Task objective:
Copy out all the lines exactly. Omit pictures.

-=-=-=-=-

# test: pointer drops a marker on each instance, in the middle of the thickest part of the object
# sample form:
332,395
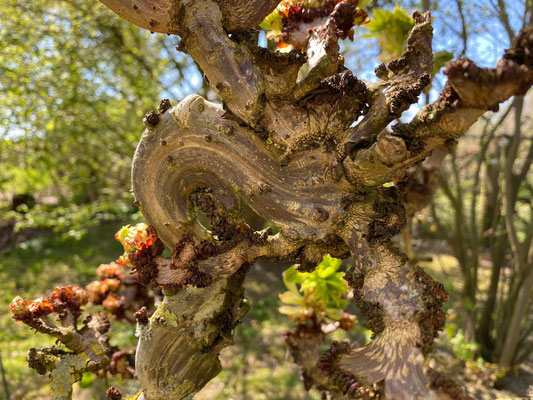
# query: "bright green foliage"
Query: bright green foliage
391,28
75,82
318,294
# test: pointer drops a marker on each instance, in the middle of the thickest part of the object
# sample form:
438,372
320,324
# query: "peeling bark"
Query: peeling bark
285,148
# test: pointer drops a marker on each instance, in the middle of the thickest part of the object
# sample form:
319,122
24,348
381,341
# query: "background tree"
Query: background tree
302,126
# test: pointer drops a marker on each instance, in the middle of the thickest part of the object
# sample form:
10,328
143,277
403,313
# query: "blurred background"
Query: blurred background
75,82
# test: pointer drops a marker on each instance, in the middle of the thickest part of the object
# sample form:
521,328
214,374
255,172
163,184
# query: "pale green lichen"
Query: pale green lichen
163,316
67,371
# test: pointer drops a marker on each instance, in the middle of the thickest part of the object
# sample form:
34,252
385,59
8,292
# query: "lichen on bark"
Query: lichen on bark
289,147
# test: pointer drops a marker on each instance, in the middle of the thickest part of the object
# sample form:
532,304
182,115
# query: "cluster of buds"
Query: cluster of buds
105,290
135,239
110,278
62,299
298,15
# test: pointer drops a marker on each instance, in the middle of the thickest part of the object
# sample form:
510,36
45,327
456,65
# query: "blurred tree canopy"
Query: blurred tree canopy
75,81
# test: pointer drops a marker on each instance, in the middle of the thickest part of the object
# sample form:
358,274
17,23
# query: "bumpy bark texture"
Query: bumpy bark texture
287,147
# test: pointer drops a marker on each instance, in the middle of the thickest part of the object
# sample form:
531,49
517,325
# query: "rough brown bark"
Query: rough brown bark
285,148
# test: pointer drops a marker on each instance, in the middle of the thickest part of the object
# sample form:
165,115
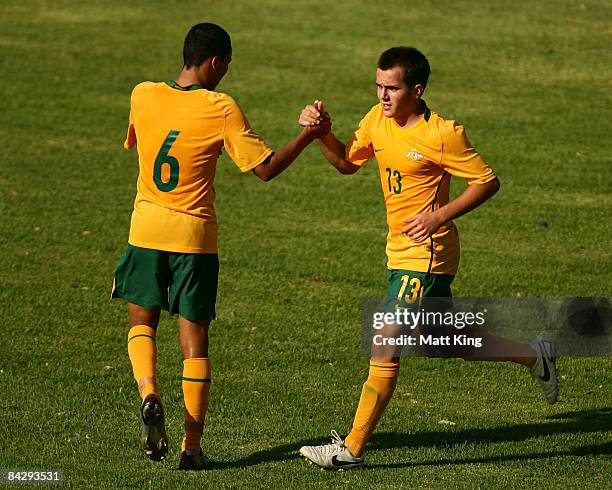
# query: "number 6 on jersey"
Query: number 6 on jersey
163,157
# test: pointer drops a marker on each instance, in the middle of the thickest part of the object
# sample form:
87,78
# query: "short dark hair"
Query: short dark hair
415,65
204,41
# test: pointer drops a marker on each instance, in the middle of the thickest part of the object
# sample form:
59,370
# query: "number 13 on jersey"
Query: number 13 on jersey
394,180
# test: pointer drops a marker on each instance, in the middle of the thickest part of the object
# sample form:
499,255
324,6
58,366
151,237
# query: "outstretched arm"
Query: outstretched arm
283,157
421,226
331,147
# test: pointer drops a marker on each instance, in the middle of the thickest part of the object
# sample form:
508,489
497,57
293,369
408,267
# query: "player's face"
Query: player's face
397,98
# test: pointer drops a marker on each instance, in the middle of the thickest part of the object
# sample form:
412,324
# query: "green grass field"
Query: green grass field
530,81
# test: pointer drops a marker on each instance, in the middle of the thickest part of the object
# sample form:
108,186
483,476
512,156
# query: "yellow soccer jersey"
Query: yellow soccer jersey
415,167
179,135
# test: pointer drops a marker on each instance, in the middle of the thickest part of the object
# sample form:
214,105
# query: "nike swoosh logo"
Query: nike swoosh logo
337,462
546,376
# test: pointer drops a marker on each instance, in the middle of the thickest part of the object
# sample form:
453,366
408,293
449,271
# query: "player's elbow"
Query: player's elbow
347,168
495,186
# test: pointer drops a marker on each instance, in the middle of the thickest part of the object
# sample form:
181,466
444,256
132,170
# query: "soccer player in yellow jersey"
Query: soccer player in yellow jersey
417,153
179,128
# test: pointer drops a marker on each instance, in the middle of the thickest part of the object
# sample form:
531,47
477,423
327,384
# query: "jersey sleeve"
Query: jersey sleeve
245,147
359,148
459,157
130,138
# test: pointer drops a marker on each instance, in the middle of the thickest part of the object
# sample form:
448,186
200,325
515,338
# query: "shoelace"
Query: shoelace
336,443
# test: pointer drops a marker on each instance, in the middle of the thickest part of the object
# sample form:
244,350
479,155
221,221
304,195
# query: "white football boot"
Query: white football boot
334,456
545,369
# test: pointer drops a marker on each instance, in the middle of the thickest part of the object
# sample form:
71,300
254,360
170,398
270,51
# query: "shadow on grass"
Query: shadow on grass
585,421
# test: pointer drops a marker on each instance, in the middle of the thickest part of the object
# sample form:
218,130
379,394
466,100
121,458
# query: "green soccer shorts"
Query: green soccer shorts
407,289
180,283
431,294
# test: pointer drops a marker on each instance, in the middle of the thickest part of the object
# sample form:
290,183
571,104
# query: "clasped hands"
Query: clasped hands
315,120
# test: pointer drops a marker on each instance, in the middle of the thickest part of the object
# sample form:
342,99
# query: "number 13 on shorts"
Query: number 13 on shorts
414,293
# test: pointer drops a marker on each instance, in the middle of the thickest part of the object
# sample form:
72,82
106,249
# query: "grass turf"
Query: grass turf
531,83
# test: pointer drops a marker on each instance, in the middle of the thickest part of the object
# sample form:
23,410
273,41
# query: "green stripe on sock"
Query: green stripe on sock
141,335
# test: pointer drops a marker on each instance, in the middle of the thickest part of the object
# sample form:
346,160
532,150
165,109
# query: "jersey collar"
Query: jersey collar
426,111
175,85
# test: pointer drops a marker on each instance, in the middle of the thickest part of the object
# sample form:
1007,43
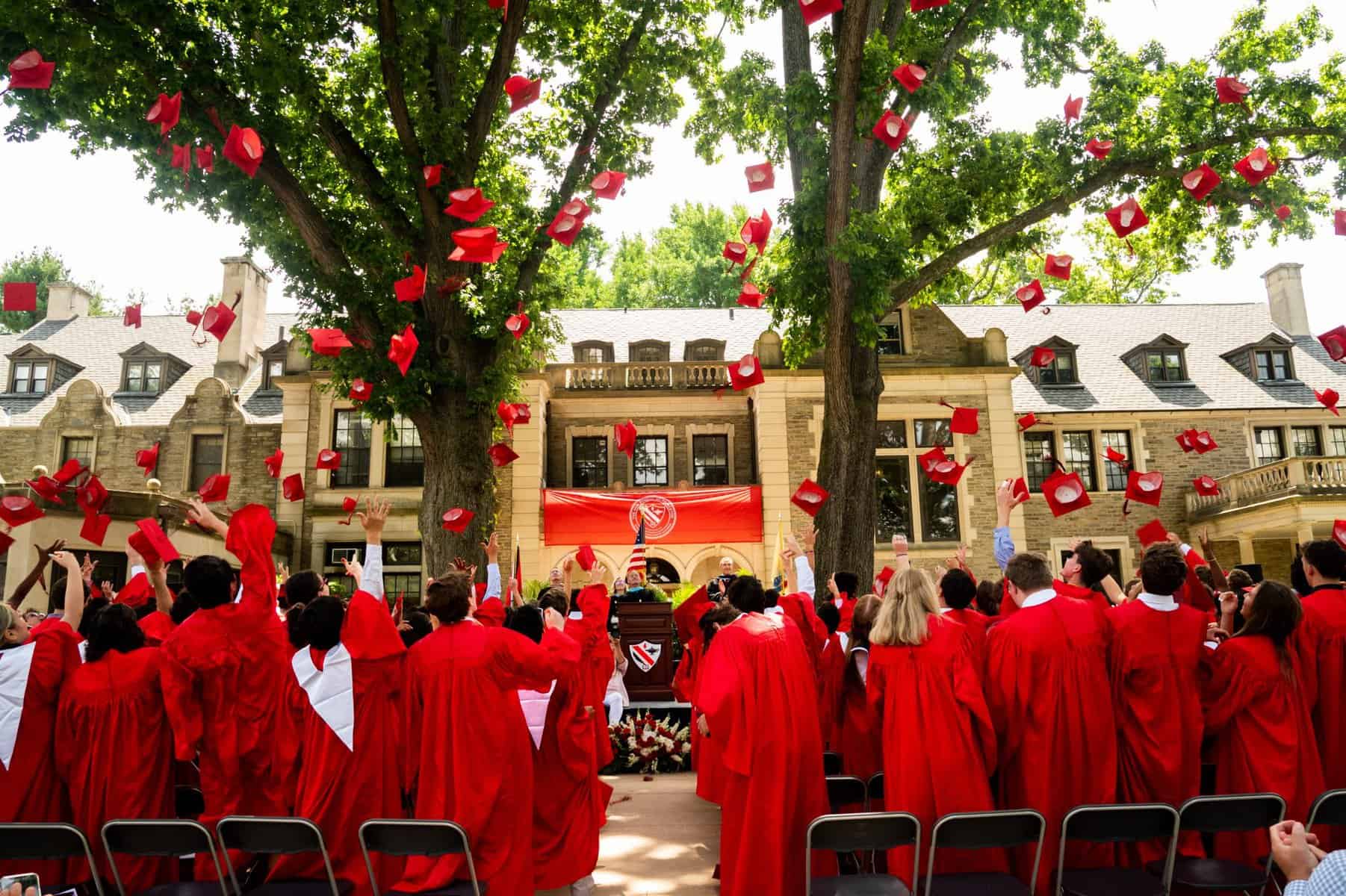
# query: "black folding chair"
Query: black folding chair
35,841
163,837
860,832
1117,824
401,837
1235,813
985,830
279,837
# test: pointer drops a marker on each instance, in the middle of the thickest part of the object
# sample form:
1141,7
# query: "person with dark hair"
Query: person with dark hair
34,669
1156,661
226,676
470,756
758,700
1257,713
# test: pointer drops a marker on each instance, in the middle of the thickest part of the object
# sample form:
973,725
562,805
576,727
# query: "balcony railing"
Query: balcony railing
1271,482
660,374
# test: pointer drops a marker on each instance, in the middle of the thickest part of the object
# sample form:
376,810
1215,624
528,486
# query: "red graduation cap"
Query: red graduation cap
1144,488
1030,296
1099,149
329,459
1201,181
809,497
523,92
244,149
1205,486
1065,493
28,72
1334,343
1058,267
911,75
1256,166
625,438
891,129
218,319
761,176
606,184
411,288
329,342
501,454
20,296
164,112
746,372
214,488
1230,89
403,347
1151,532
292,488
468,203
1127,217
477,245
456,520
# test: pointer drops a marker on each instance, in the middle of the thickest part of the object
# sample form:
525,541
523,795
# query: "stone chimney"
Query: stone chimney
66,300
1285,298
240,352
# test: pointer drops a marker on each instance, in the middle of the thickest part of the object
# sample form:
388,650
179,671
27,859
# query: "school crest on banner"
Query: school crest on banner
646,654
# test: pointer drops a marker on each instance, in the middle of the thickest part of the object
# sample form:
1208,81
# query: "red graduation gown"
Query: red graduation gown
938,744
755,692
468,753
115,753
1052,704
1156,664
30,787
338,787
1263,735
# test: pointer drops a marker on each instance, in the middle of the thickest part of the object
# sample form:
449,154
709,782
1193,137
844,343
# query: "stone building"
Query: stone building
1124,377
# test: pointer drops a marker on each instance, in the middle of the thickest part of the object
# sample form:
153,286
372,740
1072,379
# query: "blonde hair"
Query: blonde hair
909,600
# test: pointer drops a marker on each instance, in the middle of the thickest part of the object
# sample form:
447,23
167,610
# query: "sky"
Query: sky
93,211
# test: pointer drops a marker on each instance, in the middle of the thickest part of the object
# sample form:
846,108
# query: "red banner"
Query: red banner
700,515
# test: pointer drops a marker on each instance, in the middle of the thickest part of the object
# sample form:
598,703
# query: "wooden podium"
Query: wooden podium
646,634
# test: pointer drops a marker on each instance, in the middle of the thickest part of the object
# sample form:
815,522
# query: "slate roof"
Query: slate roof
1107,332
96,343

-=-=-=-=-

The solution:
# test: pointer drops a marker on each instance, in the middle of the thickest part of the object
# sample form:
332,395
# query: "bright green foliage"
Query: bright green foliage
391,28
75,82
318,294
# test: pointer drops a marker on each instance, in the middle of the thickest part of the object
# sample form:
438,372
320,324
# query: "peeling bark"
Query: peeling bark
285,148
# test: pointer drops a marker on each instance, in the middle of the thickest part of the object
# sample form:
319,122
24,348
381,341
# query: "background tree"
Query: background tree
302,126
# test: pointer drops a marker on each instance, in the middle of the thickest part of the object
# sample form:
10,328
143,277
403,313
# query: "blurred background"
Query: blurred background
75,82
# test: pointer drops a marker on each instance, in the middle of the thickest part of the object
# sample form:
521,328
214,374
255,172
163,184
# query: "pale green lichen"
Query: pale green lichen
163,316
67,371
# test: pointer drops a marker on each instance, in the middle of the thickest part of the object
# sample form:
34,252
385,59
8,292
# query: "lichen on bark"
Query: lichen on bark
289,147
# test: pointer drops a marker on each instance, in the middle of the thickest part of the object
# sample form:
532,304
182,115
# query: "cluster of buds"
Query: cluster of buds
105,290
135,239
110,278
62,299
298,15
# test: pointer drops a marker on each instance, in the middle of the thickest part of the object
# sample form:
510,36
45,327
456,65
# query: "blurred tree canopy"
Query: blurred tree canopy
75,81
# test: pointer drops a marker on each instance, in the middle of the thickest part of the object
# sample form:
358,274
17,23
# query: "bumpy bark texture"
Query: bumpy bark texture
287,147
# test: pointer drops a marker on each instance, in the middle of the thickest part of the object
# sample form:
531,49
517,325
# query: "rough brown bark"
Query: rough brown bark
285,148
# test: pointer drops a marker on each instance, in the middle of the thickest part of the object
# sample form:
165,115
# query: "number 6 on jersey"
Query: number 6 on jersey
163,157
# test: pointer drops a marker on each instance, in the middle of the thickest part of the object
# sample form:
87,78
# query: "short dark hair"
Query: short dark hair
415,65
204,41
# test: pointer drops a marker on each instance, in the middle of the thickest part of the object
# sample form:
59,370
# query: "number 13 on jersey"
Query: number 13 on jersey
394,180
# test: pointer drops a marker on each instance, in the middle of the thickest part of the object
# sample form:
499,255
324,6
58,366
151,237
# query: "outstretched arm"
Query: outstretched arm
283,157
421,226
331,147
# test: pointer drops a marker on each instance, in the middle of the thickest part of the object
# sample form:
508,489
497,57
293,369
408,267
# query: "player's face"
Query: player's face
397,98
# test: pointer drops a marker on each instance, in the middle of the thickest part of the object
# sample form:
412,324
# query: "green grass field"
Query: green grass field
530,81
# test: pointer drops a marker on each instance, in the middle of the thickest part of the object
# sample form:
108,186
483,476
512,156
# query: "yellow soccer jersey"
Query: yellow soccer jersey
415,167
179,135
# test: pointer drops a marker on each instance, in the middle of the thickest part of the object
# sample form:
214,105
# query: "nike swoosh logo"
Query: nike swoosh logo
337,462
546,376
# test: pointer drops a marker on each instance, in the middle of the thickest part of the object
# sample form:
453,366
408,293
449,271
# query: "player's elbow"
Query: player's elbow
347,168
495,186
# test: pointer drops a marker on each instance, in the middle of the thickest part of the object
# sample form:
181,466
444,256
132,170
# query: "soccer player in yellow jersey"
Query: soccer player in yellow jersey
417,153
179,128
# test: pointer drops a marker on each instance, in the middle of the thickest part of the object
# sample form:
531,47
477,423
327,384
# query: "jersey sleeve"
Query: jersey sleeve
245,147
359,148
459,157
130,138
# test: pointer drops a marker on each instance, in the middle of the thickest part of the object
# sample form:
448,186
200,325
515,338
# query: "shoelace"
Query: shoelace
336,443
# test: pointer drops a marker on each instance, in the middle of the thickest part of the object
# sample form:
244,350
479,155
221,221
304,195
# query: "white football boot"
Query: white football boot
334,456
545,369
# test: pointer drops a marker on each instance, in the middle of the thickest part of the object
# sample form:
71,300
254,360
170,398
270,51
# query: "shadow on grass"
Query: shadow on grass
585,421
# test: pointer drops a marker on each instance, in the middle of the thickest part of the object
# sample form:
218,130
379,394
466,100
121,458
# query: "green soccer shorts"
Query: green soccer shorts
407,289
180,283
431,294
# test: pointer drops a marker on each instance, in the middle of the thickest part of the object
# sample form:
290,183
571,104
# query: "clasped hands"
Query: clasped hands
315,120
# test: pointer drops a marker on each instance, in the middle of the thickest part of the object
# sample form:
342,99
# query: "number 13 on shorts"
Query: number 13 on shorts
414,293
# test: pointer drops a marker on each instance, in the middle of the thickest part of the object
# sample form:
72,82
106,249
# query: "grass turf"
Query: grass turf
531,83
# test: pointer drops a marker on each instance, in the middle of the thickest part of the object
# sample form:
23,410
273,41
# query: "green stripe on sock"
Query: green stripe on sock
141,335
# test: pointer drops a marker on each instance, in the middle of the thickest part of the object
# sample form:
346,160
532,150
165,109
# query: "jersey collar"
Query: jersey collar
426,111
175,85
# test: pointer drops a marker on each instance, in the middle of the thickest part of the object
# sample form:
1007,43
# query: "black folding chair"
Query: black folding chair
35,841
163,837
860,832
1117,824
401,837
1235,813
985,830
279,837
# test: pointer drops a marker on each instance, in the middle of the thickest part of the object
# sample form:
1141,7
# query: "person with dark hair"
Query: person with dark hair
34,669
1156,661
226,676
470,756
758,700
1257,713
# test: pointer drops a marker on each instance, in the middle of the thickest part of the object
# sample form:
973,725
562,805
576,727
# query: "balcony railing"
Query: balcony railing
1271,482
660,374
# test: pointer drops a marker on each instance, in the middle of the thickest part of the object
# sample form:
376,810
1215,624
528,486
# query: "red graduation cap"
Query: red graduation cap
1144,488
1030,296
1099,149
329,459
1201,181
809,497
523,92
244,149
1205,486
1065,493
28,72
1334,343
1058,267
911,75
1256,166
625,438
891,129
218,319
761,176
606,184
411,288
329,342
501,454
20,296
164,112
746,372
214,488
1230,89
403,347
1151,532
292,488
468,203
1127,217
477,245
456,520
# test: pointer drops a marker on each instance, in the middle of the thickest part of the object
# sample form:
525,541
523,795
# query: "stone chimney"
Query: stone chimney
66,300
1285,298
240,352
# test: pointer drops a marker on each instance, in the middle of the thickest part of the object
# sample form:
388,650
179,671
27,859
# query: "school crest on banner"
Query: school crest on banner
646,654
# test: pointer drops a marker on each instance, in the middle of the thickest part of the object
# sample form:
1208,81
# query: "red graduation gown"
Query: red graduation gown
938,744
755,692
468,753
115,753
1052,704
1156,664
30,787
338,787
1263,735
# test: pointer drops a marker on each instance, in the middle of the thickest part of the object
# sample form:
449,154
709,782
1193,137
844,343
# query: "stone building"
Query: stone building
1124,377
# test: pointer drops a marker on each instance, in the middle of the thickest part of the object
# sample form:
153,286
372,740
1072,379
# query: "blonde hair"
Query: blonde hair
909,600
# test: pointer drops a marker on each instance, in the middle of the thickest part of the object
# sample form:
447,23
167,610
# query: "sky"
Query: sky
93,211
# test: pointer drops a marker on each instance, in the middle of the thickest part of the object
# sample form:
846,108
# query: "red banner"
Query: red banner
700,515
# test: pointer drops a marker on each instance, in the middle of the thickest part of the object
# sample form:
598,703
# query: "wooden podium"
Query: wooden podium
646,634
# test: pointer drops a marker on each instance, in the middle of the thickest part of the object
# sample form:
815,522
# query: "slate roof"
Query: slate roof
1107,332
96,343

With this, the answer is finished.